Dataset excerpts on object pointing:
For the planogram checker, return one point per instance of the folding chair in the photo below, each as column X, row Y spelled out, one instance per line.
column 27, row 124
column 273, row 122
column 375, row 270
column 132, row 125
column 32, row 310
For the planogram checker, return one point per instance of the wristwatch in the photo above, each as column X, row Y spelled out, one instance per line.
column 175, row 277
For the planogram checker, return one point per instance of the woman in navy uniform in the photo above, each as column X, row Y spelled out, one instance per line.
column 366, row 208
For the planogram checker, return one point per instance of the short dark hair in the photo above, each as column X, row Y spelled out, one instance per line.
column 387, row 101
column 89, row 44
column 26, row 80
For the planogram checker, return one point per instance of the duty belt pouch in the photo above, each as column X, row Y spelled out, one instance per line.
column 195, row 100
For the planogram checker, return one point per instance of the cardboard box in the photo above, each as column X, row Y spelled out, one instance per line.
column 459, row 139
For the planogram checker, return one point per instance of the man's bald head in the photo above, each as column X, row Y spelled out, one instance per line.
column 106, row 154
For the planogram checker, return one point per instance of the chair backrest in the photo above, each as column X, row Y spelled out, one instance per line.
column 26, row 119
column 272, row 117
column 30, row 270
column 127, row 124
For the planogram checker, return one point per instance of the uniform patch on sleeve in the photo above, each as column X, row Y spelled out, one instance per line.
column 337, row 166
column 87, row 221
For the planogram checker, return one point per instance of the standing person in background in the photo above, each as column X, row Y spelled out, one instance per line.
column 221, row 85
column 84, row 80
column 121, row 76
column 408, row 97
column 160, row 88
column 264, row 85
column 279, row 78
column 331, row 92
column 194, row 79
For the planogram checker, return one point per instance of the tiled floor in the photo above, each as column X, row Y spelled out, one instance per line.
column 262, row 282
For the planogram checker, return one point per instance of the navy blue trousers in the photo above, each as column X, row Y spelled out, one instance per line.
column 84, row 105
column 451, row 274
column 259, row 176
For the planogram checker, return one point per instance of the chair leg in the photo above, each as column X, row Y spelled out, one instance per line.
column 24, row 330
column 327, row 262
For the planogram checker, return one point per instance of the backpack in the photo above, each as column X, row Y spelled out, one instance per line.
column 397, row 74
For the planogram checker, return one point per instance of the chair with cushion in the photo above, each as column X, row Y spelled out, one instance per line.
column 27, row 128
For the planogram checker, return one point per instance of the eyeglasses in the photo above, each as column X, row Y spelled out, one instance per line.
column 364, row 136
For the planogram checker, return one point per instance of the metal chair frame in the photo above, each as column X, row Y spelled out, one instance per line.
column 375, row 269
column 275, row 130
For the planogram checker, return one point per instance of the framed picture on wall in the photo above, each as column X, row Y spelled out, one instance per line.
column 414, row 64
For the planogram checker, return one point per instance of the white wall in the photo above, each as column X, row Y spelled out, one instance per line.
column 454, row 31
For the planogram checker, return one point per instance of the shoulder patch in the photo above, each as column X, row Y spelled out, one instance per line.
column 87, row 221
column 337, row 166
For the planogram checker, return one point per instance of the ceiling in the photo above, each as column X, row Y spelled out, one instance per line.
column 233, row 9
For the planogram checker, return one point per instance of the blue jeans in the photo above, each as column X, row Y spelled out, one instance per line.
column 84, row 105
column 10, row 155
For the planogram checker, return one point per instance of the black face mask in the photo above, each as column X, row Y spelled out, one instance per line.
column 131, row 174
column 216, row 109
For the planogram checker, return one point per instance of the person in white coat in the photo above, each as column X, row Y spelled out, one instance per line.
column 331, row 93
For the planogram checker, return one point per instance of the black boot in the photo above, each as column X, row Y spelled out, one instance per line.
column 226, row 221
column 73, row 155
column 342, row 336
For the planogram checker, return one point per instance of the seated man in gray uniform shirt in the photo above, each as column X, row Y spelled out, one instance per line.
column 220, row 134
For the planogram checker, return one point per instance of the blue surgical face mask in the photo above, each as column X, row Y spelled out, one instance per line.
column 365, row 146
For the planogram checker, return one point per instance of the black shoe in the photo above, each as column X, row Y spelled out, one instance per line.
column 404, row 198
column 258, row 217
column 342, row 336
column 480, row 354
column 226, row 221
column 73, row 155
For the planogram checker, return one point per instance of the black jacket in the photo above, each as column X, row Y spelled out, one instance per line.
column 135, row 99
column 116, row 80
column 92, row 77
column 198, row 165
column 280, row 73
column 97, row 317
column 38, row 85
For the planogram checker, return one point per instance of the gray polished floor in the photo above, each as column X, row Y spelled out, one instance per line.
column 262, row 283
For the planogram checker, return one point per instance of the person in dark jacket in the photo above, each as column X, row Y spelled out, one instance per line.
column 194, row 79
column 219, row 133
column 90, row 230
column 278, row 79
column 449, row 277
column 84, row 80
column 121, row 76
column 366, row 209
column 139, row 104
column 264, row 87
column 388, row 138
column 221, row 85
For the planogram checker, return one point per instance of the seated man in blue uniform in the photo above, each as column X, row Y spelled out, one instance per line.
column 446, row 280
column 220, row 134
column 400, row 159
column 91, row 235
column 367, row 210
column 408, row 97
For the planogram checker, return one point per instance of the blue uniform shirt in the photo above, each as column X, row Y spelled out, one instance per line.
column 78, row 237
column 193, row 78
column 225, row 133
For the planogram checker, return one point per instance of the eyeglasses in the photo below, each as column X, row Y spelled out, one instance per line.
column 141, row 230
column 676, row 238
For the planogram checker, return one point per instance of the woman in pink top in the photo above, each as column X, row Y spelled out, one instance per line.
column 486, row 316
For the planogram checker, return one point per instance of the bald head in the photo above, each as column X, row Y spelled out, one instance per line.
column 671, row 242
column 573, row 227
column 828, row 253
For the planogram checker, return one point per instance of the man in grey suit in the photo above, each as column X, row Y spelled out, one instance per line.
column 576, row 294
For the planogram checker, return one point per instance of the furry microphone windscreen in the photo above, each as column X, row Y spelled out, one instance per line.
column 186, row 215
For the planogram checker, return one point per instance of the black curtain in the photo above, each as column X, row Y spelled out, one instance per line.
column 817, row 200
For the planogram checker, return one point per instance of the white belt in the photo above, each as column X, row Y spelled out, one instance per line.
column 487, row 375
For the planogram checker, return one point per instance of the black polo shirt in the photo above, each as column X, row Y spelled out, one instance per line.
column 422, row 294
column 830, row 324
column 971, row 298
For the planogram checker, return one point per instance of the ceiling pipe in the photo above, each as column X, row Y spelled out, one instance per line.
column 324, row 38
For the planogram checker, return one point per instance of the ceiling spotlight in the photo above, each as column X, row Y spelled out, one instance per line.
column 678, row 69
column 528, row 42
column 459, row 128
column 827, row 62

CHALLENGE
Put the lines above into a numbered list, leaving out any blank lines.

EXERCISE RESULT
1. For the planogram checker, return one point per instance of the folding chair in the photo below, each as column X, row Y spelled out, one instance per line.
2. column 27, row 124
3. column 273, row 122
4. column 375, row 270
5. column 132, row 125
6. column 32, row 310
7. For the planogram checker, return one point per instance of the wristwatch in the photo above, each as column X, row Y spelled out, one instance per line.
8. column 175, row 277
9. For the planogram checker, return one point per instance of the woman in navy uniform in the photo above, each as column X, row Y spelled out, one instance per line.
10. column 366, row 208
11. For the planogram checker, return one point per instance of the short dark hair in the photo above, each as column X, row Y spelled out, one instance per line.
12. column 387, row 101
13. column 89, row 44
14. column 26, row 80
15. For the planogram checker, return one point per instance of the duty belt pouch in the photo above, each as column X, row Y spelled out, one instance per line.
16. column 195, row 100
17. For the planogram checker, return one point per instance of the cardboard box in the photo above, each as column X, row Y spelled out, one instance per line.
18. column 459, row 139
19. For the planogram checker, return one point per instance of the man's bald head in the photo above, each as column X, row Y spelled out, one instance per line.
20. column 106, row 154
21. For the planogram checker, return one point per instance of the chair backrest in the photo above, each as column X, row Y spelled out, one instance per line.
22. column 26, row 119
23. column 272, row 117
24. column 30, row 270
25. column 127, row 124
26. For the planogram checker, return one point per instance of the uniform patch on sleeve in the photo above, each as column X, row Y spelled out, one instance per line.
27. column 337, row 166
28. column 87, row 221
29. For the planogram checker, return one point per instance of the standing person in background in the photo above, each as column X, row Y spelled out, one instance per line.
30. column 221, row 85
31. column 84, row 80
32. column 121, row 76
33. column 408, row 97
34. column 160, row 88
35. column 264, row 85
36. column 279, row 78
37. column 331, row 92
38. column 194, row 79
39. For the planogram checker, return one point per instance of the tiled floor in the photo above, each as column X, row Y spelled out, one instance per line.
40. column 262, row 282
41. For the planogram checker, return one point per instance of the navy blue trousers in the photo above, each as column X, row Y spelled out, one instance per line.
42. column 84, row 105
43. column 451, row 274
44. column 259, row 176
45. For the planogram checker, return one point per instance of the chair leg in the photo above, each as column X, row Y spelled out, one instance per line.
46. column 24, row 330
47. column 327, row 262
48. For the planogram checker, return one point per instance of the backpack in the photo above, each as column X, row Y spelled out, one instance per line.
49. column 397, row 74
50. For the planogram checker, return one point per instance of the chair with cushion in the photo above, each as column X, row Y spelled out, one instance per line.
51. column 27, row 128
52. For the planogram checker, return one point per instance of the eyeglasses in the photo above, each as column X, row Y spelled out, one instance per line.
53. column 364, row 136
54. For the planogram checker, return one point per instance of the metal chair frame in the photo above, each as column X, row Y spelled out, one instance per line.
55. column 375, row 269
56. column 275, row 130
57. For the planogram checker, return one point per instance of the framed picture on wall in the photo above, each as column X, row Y spelled out, one instance per line.
58. column 414, row 64
59. For the planogram checker, return one point per instance of the white wall in the photo above, each as column X, row Y spelled out, one instance per line.
60. column 454, row 31
61. For the planogram checker, return one point per instance of the shoulder patch in the photo above, each as column X, row Y spelled out, one instance per line.
62. column 87, row 221
63. column 337, row 166
64. For the planogram checker, return one point per instance of the ceiling in the photo above, each as column X, row Y spelled out, one instance per line.
65. column 233, row 9
66. For the planogram checker, return one point per instance of the blue jeans in the photo above, each as column X, row Y spelled out, one instance per line.
67. column 84, row 105
68. column 10, row 155
69. For the planogram checker, return one point per instance of the black face mask in the photo above, each as column X, row Y spelled out, one instance per line.
70. column 131, row 174
71. column 216, row 109
72. For the planogram checker, return one point per instance of the person in white coat in the photo above, each as column X, row Y spelled out, one instance per line.
73. column 331, row 93
74. For the planogram checker, return one point per instance of the black boot in the photo above, each as column X, row Y spelled out, one instance per line.
75. column 226, row 221
76. column 73, row 155
77. column 342, row 336
78. For the planogram checker, return one point per instance of the seated man in gray uniform shirt in the photo above, each as column X, row Y spelled out, one instance per line.
79. column 220, row 134
80. For the planogram checker, return one point per instance of the blue surgical face mask in the photo above, each as column X, row Y spelled out, one instance per line.
81. column 365, row 146
82. For the planogram checker, return one point per instance of the black shoe in the photo above, each as column X, row Y spelled out, one instance per line.
83. column 404, row 198
84. column 258, row 217
85. column 342, row 336
86. column 480, row 354
87. column 226, row 221
88. column 73, row 155
89. For the planogram checker, return one point per instance of the black jacket in the photo above, each as column X, row Y spelled out, one instance per line.
90. column 135, row 99
91. column 116, row 80
92. column 92, row 77
93. column 198, row 165
94. column 280, row 73
95. column 97, row 317
96. column 38, row 85
97. For the planogram checker, return one point per instance of the gray polished floor in the photo above, each as column X, row Y spelled out, one instance per line.
98. column 262, row 283
99. For the planogram checker, return one point per instance of the person in dark jacket in the photo above, each as column X, row Y spelled out, one instance per line.
100. column 194, row 79
101. column 219, row 133
102. column 90, row 230
103. column 278, row 79
104. column 449, row 277
105. column 84, row 80
106. column 121, row 76
107. column 366, row 209
108. column 139, row 104
109. column 264, row 87
110. column 388, row 138
111. column 221, row 85
112. For the planogram checker, return one point per instance of the seated man in blue uniform in the photo above, each as column X, row Y spelled out, one instance per line.
113. column 446, row 280
114. column 220, row 134
115. column 400, row 159
116. column 91, row 235
117. column 367, row 210
118. column 408, row 97
119. For the planogram checker, return one point per instance of the blue uniform shirt in the photo above, each as column X, row Y spelled out, one instance per line.
120. column 78, row 237
121. column 193, row 78
122. column 225, row 133
123. For the planogram checker, return one point per instance of the eyeglasses in the photo below, each as column X, row Y spelled out, one instance per line.
124. column 141, row 230
125. column 676, row 238
126. For the planogram checker, return one point per instance of the woman in pink top in the photo above, each as column X, row Y spelled out, one instance per line.
127. column 486, row 316
128. For the planogram checker, return one point per instance of the bald head in the photo above, each as column X, row Y spelled out, one instance per line.
129. column 671, row 242
130. column 573, row 227
131. column 828, row 253
132. For the planogram checker, return one point per instance of the man in grey suit in the photo above, each as column X, row Y spelled out, one instance per line.
133. column 576, row 294
134. For the planogram checker, return one point per instance of the furry microphone windscreen in the photo above, each as column X, row Y spelled out, one instance per line.
135. column 186, row 215
136. For the planogram checker, return one point per instance of the black curtain in the photo above, each as column X, row Y spelled out, one instance per line.
137. column 817, row 200
138. For the planogram checker, return one point per instance of the white belt in the photo above, each as column X, row Y spelled out, one instance per line.
139. column 487, row 375
140. For the planogram checker, return one point per instance of the black polo shirt in the photo above, each as column X, row Y spelled out, one instance per line.
141. column 422, row 294
142. column 830, row 324
143. column 971, row 298
144. For the planogram checker, return one point per instance of the ceiling pipe in the photo above, each as column X, row Y spelled out, one instance per line.
145. column 324, row 38
146. For the planogram checker, return one point per instance of the ceiling spotlight in the photo above, each as column X, row Y spelled out, one instance per line.
147. column 678, row 69
148. column 528, row 42
149. column 459, row 128
150. column 827, row 62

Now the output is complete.